> THE TASK:
Your task is to return the line containing "Where can you find the asphalt street?" plus every line after it, exactly and with nothing added.

(Collected data entries)
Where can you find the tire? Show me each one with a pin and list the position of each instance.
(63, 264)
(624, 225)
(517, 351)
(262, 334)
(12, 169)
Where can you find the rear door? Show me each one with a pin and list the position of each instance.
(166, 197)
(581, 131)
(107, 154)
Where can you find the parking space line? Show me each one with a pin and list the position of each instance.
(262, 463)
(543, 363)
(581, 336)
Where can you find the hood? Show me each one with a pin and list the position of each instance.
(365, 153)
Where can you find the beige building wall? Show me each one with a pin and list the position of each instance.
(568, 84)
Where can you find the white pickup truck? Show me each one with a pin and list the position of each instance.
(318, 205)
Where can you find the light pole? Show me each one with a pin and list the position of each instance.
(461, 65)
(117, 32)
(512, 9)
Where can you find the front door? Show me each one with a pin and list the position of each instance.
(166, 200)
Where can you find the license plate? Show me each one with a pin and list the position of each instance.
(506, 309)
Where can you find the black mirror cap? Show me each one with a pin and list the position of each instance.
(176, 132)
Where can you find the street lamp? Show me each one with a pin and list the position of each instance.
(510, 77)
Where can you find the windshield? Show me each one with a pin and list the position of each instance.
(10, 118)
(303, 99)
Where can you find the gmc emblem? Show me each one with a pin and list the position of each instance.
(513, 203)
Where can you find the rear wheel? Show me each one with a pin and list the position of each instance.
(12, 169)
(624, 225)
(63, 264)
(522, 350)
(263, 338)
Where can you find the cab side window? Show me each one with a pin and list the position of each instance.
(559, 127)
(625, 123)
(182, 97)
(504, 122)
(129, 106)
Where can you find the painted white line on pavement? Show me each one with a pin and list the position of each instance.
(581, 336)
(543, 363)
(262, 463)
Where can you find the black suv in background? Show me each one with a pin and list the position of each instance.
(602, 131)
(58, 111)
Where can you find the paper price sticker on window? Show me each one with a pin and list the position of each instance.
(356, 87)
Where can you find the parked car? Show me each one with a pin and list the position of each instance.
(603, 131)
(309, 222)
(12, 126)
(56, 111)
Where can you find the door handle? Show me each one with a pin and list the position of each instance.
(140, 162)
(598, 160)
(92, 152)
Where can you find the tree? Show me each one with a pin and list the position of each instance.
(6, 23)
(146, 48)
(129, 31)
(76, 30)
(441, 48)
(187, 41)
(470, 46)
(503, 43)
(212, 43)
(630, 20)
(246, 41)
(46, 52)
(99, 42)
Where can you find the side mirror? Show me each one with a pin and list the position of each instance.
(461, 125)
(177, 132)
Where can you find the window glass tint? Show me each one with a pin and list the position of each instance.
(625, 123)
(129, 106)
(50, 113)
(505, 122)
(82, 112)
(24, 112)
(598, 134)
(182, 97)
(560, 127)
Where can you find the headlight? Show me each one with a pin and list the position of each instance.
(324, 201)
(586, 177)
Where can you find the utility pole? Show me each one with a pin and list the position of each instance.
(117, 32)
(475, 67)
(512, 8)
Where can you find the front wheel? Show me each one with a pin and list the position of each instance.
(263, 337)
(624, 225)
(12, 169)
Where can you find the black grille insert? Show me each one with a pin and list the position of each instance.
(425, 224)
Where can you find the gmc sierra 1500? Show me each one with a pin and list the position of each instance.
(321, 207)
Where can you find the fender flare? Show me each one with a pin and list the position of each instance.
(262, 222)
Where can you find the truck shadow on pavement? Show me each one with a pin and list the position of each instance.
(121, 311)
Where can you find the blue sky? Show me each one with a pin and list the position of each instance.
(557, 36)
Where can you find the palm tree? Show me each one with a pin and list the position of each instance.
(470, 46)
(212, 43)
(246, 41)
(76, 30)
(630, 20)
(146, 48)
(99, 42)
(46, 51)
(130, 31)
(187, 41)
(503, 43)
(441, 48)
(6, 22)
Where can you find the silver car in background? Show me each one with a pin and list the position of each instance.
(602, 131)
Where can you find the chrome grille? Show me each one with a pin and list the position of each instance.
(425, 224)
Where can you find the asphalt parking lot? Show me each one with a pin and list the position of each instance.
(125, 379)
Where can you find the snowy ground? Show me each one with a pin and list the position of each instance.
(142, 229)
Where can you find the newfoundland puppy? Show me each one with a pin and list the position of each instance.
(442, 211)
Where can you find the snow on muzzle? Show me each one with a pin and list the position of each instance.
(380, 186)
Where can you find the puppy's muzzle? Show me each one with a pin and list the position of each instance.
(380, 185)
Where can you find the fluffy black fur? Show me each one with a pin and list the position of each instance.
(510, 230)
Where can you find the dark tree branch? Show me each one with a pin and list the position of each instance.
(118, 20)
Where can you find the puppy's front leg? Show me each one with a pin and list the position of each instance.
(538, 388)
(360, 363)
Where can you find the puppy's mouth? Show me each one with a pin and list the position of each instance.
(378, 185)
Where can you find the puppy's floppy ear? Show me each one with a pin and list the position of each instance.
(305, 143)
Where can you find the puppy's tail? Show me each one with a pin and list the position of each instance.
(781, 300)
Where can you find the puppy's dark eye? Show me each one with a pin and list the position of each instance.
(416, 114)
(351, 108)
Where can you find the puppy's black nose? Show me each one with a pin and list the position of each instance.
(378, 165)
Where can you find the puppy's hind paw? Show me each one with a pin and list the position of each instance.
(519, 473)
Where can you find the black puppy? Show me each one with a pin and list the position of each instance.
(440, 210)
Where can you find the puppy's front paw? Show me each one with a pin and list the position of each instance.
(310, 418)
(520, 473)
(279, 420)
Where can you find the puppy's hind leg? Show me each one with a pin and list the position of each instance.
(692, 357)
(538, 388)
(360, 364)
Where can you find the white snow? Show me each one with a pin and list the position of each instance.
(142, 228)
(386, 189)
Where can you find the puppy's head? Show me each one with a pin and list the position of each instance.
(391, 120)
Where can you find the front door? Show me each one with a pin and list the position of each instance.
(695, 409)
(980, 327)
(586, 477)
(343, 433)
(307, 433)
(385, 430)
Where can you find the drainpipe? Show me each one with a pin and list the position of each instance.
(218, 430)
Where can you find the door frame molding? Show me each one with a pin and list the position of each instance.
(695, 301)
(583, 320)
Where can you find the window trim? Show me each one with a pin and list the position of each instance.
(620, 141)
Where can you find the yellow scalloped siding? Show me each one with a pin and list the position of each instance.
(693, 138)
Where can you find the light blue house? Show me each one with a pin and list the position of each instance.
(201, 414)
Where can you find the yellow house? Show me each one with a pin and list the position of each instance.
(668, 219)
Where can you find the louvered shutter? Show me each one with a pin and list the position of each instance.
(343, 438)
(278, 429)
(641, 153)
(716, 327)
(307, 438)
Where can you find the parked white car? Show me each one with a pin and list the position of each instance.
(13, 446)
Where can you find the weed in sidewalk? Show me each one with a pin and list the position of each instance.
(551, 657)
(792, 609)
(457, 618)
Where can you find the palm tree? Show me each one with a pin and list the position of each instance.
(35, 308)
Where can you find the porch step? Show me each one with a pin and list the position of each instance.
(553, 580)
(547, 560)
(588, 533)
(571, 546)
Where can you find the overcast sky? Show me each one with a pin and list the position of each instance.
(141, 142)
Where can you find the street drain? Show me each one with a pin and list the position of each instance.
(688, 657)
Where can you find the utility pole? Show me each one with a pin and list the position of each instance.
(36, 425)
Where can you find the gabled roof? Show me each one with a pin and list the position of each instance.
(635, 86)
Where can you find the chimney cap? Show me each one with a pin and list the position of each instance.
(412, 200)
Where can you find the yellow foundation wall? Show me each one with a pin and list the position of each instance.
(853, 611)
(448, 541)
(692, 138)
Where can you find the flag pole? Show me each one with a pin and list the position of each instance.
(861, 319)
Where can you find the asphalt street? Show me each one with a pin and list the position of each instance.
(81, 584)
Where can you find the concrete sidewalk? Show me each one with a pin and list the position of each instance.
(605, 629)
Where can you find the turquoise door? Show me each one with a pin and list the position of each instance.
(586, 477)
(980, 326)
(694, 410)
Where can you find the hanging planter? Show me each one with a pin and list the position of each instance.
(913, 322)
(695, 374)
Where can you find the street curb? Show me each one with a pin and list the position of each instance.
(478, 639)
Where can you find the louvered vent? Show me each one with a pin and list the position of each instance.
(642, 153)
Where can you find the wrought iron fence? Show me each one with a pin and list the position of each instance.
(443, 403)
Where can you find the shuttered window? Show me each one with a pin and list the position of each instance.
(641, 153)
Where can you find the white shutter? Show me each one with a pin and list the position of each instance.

> OUTPUT BELOW:
Where can you find the asphalt street? Show me each one with a pin and list the position of each instance.
(81, 584)
Where can you find the concrete sidewalk? Show me each one with a pin and list the position of each instance.
(605, 629)
Where can you find the turquoise door? Show me each one with a pin and list the position of each instance.
(586, 477)
(980, 326)
(694, 410)
Where can you find the hanging planter? Show me each one with a pin and list the position of each instance.
(913, 322)
(695, 374)
Where can you find the street curb? Show me each one with a pin and list the position of each instance.
(478, 639)
Where can you find the louvered vent? Show me each one with a pin and list the position of each instance.
(642, 153)
Where can you find the wrought iron fence? Show me each one with a pin and list the position of each instance.
(443, 403)
Where can you find the shuttered window? Show me each one with a pin and list the position of each instance.
(641, 153)
Where can you find the white shutter? Show me each one with a pin and list the position of each instance.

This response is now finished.